GIVEN EXERCISE:
Rewrite the records below, replacing every "a single marker" with "one marker". Leave everything else unchanged.

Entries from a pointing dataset

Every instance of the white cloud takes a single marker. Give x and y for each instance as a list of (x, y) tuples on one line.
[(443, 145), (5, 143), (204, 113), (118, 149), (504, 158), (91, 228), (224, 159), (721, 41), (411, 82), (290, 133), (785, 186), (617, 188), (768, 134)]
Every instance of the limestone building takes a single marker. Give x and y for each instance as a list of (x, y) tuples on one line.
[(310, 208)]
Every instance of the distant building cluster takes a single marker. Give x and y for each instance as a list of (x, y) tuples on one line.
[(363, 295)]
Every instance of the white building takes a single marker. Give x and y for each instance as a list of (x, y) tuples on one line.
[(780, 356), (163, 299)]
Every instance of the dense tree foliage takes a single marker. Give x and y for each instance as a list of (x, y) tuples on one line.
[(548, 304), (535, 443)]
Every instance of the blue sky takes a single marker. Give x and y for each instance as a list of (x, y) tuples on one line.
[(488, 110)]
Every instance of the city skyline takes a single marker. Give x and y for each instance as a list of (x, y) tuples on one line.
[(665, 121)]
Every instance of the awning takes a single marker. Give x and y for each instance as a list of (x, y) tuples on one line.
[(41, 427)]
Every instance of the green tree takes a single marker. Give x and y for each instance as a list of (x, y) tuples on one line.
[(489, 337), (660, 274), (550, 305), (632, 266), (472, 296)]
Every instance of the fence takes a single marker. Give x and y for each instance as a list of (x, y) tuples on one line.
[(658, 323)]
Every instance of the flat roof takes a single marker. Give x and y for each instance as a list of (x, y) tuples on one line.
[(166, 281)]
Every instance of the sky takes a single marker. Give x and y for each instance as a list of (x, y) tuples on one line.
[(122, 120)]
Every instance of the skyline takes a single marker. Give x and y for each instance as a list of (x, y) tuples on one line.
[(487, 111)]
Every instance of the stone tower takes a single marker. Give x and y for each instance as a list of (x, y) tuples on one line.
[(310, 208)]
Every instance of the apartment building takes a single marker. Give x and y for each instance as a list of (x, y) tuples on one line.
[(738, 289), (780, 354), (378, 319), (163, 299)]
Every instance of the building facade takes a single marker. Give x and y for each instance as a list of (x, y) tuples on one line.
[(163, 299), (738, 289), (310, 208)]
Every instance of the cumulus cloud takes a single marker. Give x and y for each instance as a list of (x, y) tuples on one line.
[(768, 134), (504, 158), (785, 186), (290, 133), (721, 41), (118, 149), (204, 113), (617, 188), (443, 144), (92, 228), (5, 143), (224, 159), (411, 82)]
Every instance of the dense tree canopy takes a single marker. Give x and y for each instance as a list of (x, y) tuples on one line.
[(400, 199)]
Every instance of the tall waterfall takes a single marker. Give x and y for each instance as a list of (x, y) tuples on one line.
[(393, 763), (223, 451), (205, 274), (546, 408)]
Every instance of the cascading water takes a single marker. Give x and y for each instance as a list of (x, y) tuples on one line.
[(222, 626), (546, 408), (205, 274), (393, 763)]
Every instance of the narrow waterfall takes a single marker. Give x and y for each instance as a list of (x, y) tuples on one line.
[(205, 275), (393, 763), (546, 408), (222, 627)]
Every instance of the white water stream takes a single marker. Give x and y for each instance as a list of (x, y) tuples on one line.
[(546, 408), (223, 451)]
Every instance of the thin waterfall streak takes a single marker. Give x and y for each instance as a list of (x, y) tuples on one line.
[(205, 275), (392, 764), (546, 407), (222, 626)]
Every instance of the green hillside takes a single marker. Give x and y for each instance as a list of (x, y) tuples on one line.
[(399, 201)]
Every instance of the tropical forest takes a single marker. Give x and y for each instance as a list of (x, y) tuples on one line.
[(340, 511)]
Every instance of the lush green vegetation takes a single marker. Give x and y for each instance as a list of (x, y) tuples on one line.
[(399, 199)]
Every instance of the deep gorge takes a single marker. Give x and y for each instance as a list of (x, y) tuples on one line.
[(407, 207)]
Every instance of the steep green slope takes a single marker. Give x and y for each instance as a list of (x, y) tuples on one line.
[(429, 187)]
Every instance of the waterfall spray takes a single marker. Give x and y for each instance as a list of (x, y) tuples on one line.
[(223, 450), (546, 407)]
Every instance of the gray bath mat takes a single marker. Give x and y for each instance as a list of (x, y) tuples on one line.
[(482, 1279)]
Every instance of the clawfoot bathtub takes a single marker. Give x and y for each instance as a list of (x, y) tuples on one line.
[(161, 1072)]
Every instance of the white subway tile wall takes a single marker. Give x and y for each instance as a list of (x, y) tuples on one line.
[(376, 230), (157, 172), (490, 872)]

RIGHT ANSWER:
Every instance of the white cloud takes one marker. Give x and y for each instance as a list of (x, y) tuples on one line.
[(443, 145), (5, 143), (204, 113), (118, 149), (504, 158), (91, 228), (224, 159), (721, 41), (411, 82), (290, 133), (785, 186), (617, 188), (768, 134)]
Every instance of the limestone building takes one marker. Give x and y for each instance as a list of (x, y) tuples on one line.
[(310, 208)]
Every instance of the distant building cluster takes one marker. Give x and y for each instance as a list of (x, y) tuples on one line.
[(363, 295)]
Every instance of the white building takes one marker. Give x and y for each instance as a list of (x, y) tuples on one line.
[(780, 356), (163, 299)]
Every instance of the dense tree foliage takes one marker. Give x and y for each instance as a list of (x, y) tuples on one line.
[(548, 304), (535, 443)]
Every instance of the blue sky takes one marker. Give x and y for each instance as a list of (x, y) tuples on one line.
[(488, 110)]
Every instance of the city skyline takes one marker. Give x and y for each instance as a list of (x, y) tuples on one line.
[(665, 121)]
Every instance of the awning takes one marker. Give x and y for each instance as a list of (x, y) tuples on one line.
[(41, 427)]
Every instance of the green tree takes one marker. Give x and y for each instance as a list of (x, y) tuples on one line.
[(489, 337), (660, 274), (550, 305), (632, 266), (472, 296)]
Every instance of the fence takes one marker. Give x and y for each instance as a list of (x, y) tuples on one line.
[(658, 323)]
Every instance of the flat roof takes one marker. Give x and y for each instance as a list of (x, y) tuples on one line.
[(166, 281)]
Every instance of the sky takes one marker. Give x and y for each instance as a list of (x, y) tuples on one line.
[(122, 120)]
Every instance of the skyline takes one marker. Give x and y for each instance as a list of (x, y) tuples on one line.
[(487, 111)]
Every instance of the stone tower takes one marker. Give x and y for each instance as a list of (x, y) tuples on one line.
[(310, 208)]
Every instance of the apartment building takes one marker. Give x and y for each instance as a list of (x, y) tuples on one line.
[(738, 289), (780, 354), (378, 319), (163, 299)]
Every instance of the building facade takes one marker. Give x and y for each instance as a list of (x, y) tuples on one line.
[(163, 299), (738, 289), (310, 208)]
Every instance of the cumulus cloud takes one marker. Give x and y for each instance as a list of (x, y) tuples on one line.
[(768, 134), (504, 158), (785, 186), (290, 133), (721, 41), (118, 149), (204, 113), (617, 188), (443, 144), (92, 228), (5, 143), (224, 159), (411, 82)]
Every instance of the dense tree canopy takes one marker. Give x and y for each instance as a list of (x, y) tuples on one line.
[(400, 199)]
Every instance of the tall waterfall takes one marker. Give x and y for each instance as a list of (x, y) tuples on one line.
[(393, 763), (223, 451), (205, 274), (546, 408)]
Every instance of the cascading water takes one marker. Give x and y for each instance as a list of (x, y) tuples on one line.
[(222, 626), (546, 408), (205, 274), (393, 763)]
Every instance of the narrow waterfall takes one marker. Give x and y for each instance as a list of (x, y) tuples on one line.
[(205, 275), (393, 763), (546, 408), (222, 627)]
Every instance of the white water stream takes one marker. Give x and y for each instance as a list of (x, y) tuples on one line.
[(546, 408), (223, 451)]
Every instance of the thin waterfall streak takes one marker. Give x and y for each instance as a list of (x, y) tuples on one line.
[(205, 275), (392, 764), (546, 407), (222, 626)]
Every instance of the green hillside takes one marker. Give x and y for each instance as a list of (x, y) tuples on one line.
[(399, 201)]
Every instance of the tropical forest takes one marker. Give x and y for each instance as a list of (x, y) tuples on one line.
[(340, 511)]
Every instance of the lush green vegetation takes one marker. Give x and y for each instance as a list of (x, y) tuples on one line.
[(399, 199)]
Every instance of the deep gorge takes one marker. Give x and y for each instance as a list of (x, y) tuples on one line.
[(407, 207)]
Every instance of the steep green slope takes one marker. Give x and y for each instance as a list of (x, y) tuples on one line.
[(429, 187)]
Every instance of the waterfall spray takes one marker. Give x and y for each instance as a list of (x, y) tuples on one line.
[(223, 450), (546, 407)]
Every instance of the gray bath mat takes one marker. Give x and y for each instance as a list of (x, y) tuples on one line.
[(482, 1279)]
Every instance of the clawfoot bathtub takes one marker. Give x and y for each instance as a list of (x, y) tuples on one line.
[(161, 1072)]
Every instance of the white subway tile wall takes one marker. Give x and y for each instance as a list of (x, y) tuples on one line.
[(376, 230), (157, 172), (490, 872)]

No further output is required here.